- INFORMATION GIVEN

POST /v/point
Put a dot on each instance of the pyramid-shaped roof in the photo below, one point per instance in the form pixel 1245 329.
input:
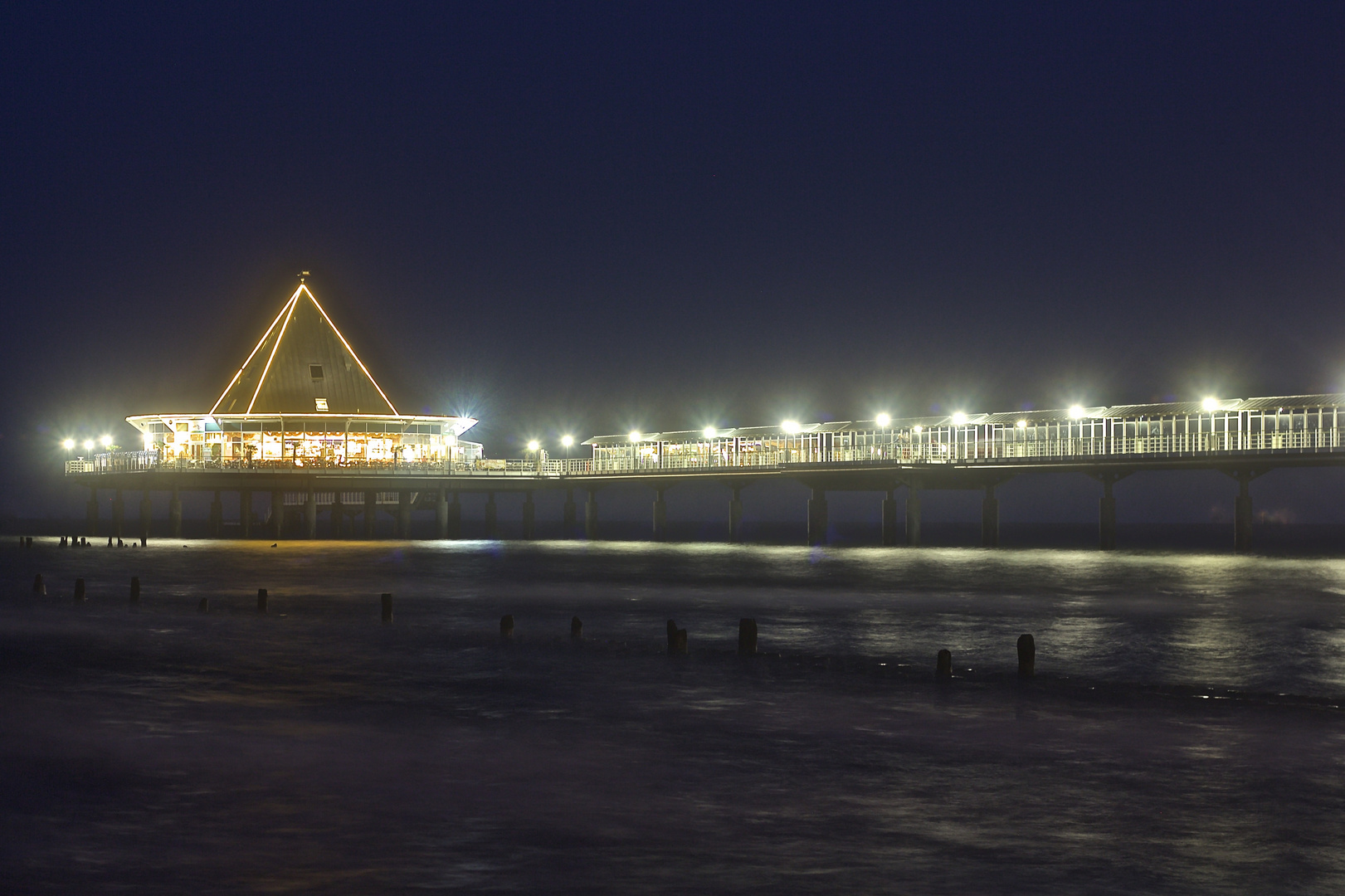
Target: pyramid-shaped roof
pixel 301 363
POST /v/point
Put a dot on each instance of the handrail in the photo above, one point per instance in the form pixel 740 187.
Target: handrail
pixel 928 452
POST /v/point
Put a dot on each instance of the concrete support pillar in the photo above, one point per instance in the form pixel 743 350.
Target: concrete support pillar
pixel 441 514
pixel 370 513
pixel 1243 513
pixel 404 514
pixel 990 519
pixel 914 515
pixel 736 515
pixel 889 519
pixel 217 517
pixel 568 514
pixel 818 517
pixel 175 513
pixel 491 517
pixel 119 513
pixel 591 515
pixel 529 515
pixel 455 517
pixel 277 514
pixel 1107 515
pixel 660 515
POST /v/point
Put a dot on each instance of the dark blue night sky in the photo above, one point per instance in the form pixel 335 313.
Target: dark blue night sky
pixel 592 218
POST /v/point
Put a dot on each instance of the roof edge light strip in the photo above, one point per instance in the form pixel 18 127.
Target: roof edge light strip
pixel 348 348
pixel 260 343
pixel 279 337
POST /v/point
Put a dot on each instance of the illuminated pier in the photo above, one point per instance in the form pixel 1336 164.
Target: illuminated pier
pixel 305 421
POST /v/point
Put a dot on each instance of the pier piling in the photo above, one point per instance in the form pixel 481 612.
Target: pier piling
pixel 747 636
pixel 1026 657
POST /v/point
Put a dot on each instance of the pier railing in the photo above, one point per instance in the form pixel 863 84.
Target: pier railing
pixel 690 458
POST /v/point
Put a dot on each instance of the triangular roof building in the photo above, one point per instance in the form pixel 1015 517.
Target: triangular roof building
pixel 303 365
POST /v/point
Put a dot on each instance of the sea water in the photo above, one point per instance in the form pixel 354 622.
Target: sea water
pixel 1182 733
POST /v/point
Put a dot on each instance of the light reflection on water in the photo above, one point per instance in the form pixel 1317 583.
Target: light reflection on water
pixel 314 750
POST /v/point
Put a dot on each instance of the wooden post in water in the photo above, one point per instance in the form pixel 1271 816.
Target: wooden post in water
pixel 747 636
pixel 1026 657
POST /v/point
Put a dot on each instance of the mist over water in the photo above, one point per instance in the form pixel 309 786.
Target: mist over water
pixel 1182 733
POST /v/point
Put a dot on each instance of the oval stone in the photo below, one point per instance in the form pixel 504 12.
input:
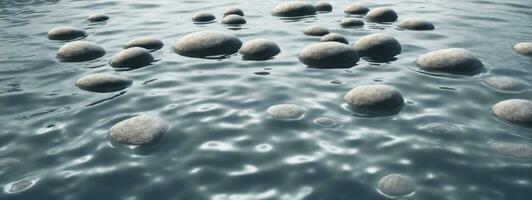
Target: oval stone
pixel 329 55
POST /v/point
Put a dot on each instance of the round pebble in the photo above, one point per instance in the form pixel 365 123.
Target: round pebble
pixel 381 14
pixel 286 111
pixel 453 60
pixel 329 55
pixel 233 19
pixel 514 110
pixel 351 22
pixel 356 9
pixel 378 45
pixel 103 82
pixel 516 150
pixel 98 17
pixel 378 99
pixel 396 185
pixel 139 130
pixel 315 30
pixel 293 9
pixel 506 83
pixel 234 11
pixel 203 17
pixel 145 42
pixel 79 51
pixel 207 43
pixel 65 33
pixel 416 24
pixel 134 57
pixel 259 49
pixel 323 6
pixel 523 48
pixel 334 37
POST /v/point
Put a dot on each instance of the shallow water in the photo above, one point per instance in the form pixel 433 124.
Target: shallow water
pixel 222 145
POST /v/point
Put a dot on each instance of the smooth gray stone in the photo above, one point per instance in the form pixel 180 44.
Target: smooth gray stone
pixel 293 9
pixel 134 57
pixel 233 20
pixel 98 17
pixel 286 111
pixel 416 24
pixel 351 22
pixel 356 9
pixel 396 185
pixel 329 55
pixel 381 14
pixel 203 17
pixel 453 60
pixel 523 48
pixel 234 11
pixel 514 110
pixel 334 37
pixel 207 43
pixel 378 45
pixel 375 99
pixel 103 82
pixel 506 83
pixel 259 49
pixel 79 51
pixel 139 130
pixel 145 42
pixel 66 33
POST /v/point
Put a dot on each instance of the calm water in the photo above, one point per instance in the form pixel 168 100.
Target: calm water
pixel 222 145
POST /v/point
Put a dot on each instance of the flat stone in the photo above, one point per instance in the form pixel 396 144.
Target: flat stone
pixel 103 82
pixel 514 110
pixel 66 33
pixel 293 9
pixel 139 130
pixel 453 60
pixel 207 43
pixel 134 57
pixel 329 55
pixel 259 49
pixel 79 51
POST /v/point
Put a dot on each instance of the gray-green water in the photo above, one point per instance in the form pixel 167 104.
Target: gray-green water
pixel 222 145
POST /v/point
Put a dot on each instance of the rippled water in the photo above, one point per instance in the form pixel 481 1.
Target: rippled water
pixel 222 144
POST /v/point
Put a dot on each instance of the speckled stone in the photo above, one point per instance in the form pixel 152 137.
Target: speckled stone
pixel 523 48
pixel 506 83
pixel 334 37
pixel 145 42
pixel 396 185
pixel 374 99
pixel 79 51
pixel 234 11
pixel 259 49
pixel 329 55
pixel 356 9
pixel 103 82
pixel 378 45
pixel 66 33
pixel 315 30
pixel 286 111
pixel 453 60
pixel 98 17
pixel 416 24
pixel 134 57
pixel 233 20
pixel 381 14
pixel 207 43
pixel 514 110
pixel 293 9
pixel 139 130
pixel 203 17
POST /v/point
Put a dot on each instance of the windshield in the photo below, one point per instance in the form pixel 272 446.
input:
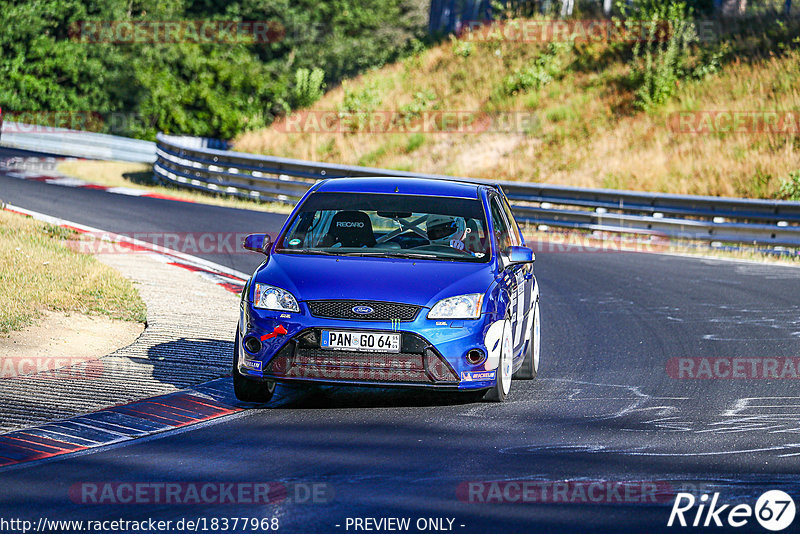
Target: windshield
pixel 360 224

==

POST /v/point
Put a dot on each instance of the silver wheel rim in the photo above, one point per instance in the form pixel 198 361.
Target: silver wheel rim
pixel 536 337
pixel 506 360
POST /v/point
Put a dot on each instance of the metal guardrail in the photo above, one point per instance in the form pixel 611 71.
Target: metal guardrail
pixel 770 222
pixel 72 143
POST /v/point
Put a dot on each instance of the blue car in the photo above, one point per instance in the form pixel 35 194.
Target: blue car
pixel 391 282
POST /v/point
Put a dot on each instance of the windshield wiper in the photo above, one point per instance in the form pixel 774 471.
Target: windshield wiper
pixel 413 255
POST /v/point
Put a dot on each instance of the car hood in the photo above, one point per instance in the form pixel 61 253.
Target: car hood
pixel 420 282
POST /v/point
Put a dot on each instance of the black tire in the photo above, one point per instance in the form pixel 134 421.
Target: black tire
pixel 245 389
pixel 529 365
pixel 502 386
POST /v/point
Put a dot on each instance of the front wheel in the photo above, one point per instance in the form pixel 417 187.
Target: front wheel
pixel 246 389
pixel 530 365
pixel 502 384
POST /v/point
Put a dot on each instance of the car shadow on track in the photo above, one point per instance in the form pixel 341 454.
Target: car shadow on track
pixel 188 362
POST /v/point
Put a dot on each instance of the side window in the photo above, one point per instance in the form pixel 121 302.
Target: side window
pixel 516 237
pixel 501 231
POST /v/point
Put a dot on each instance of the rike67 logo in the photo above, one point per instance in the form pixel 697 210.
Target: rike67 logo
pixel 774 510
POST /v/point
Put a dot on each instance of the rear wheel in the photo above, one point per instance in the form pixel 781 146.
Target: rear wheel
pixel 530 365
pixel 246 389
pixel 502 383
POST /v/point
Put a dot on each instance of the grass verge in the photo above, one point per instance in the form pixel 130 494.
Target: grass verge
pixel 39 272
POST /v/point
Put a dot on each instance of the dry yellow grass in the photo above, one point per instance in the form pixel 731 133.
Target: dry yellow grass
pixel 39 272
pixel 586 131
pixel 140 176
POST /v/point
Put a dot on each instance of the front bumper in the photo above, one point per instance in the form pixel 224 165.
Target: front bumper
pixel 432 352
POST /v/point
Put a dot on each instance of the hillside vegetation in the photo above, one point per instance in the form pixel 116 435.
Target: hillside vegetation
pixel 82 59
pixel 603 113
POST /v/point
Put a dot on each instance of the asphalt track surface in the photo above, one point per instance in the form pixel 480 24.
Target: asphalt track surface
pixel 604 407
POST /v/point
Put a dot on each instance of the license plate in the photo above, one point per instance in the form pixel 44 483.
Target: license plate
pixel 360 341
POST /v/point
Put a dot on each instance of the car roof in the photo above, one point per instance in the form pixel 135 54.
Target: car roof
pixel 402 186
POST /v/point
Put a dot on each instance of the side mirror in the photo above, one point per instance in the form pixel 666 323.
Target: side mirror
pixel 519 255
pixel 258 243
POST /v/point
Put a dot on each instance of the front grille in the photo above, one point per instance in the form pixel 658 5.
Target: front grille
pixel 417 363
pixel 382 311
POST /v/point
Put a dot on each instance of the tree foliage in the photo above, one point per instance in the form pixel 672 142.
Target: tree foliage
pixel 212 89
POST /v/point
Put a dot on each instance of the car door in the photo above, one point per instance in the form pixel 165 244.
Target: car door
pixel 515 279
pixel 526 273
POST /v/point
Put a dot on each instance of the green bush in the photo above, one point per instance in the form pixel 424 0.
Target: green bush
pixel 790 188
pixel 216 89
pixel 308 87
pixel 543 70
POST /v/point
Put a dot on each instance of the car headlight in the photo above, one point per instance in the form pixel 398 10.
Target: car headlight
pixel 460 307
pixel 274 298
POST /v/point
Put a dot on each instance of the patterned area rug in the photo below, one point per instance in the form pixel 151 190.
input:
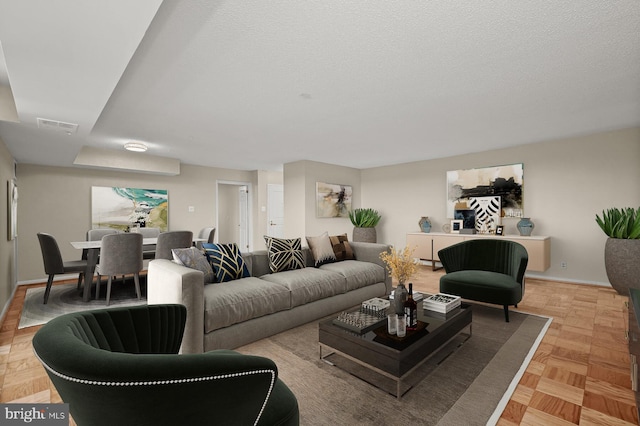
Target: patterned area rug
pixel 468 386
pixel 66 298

--

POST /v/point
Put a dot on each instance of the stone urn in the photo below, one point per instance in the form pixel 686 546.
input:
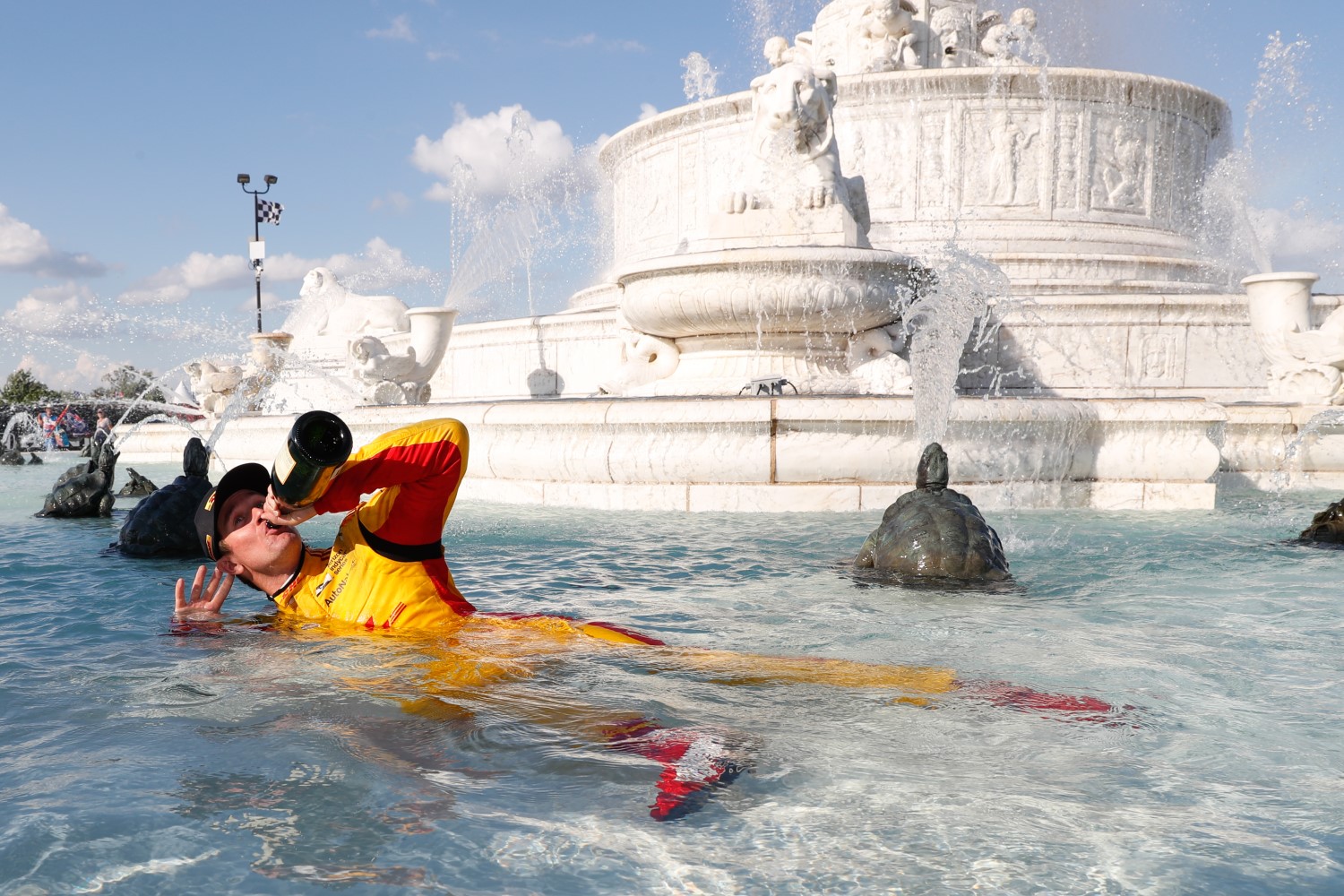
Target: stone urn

- GIVEN INSTRUCTION
Collect every line in the material that contains the word "night".

- PROBLEM SOLUTION
Put a dot on each instance of the dark blue night sky in the photo above, one point per instance in the form pixel 335 313.
Target: dark blue night sky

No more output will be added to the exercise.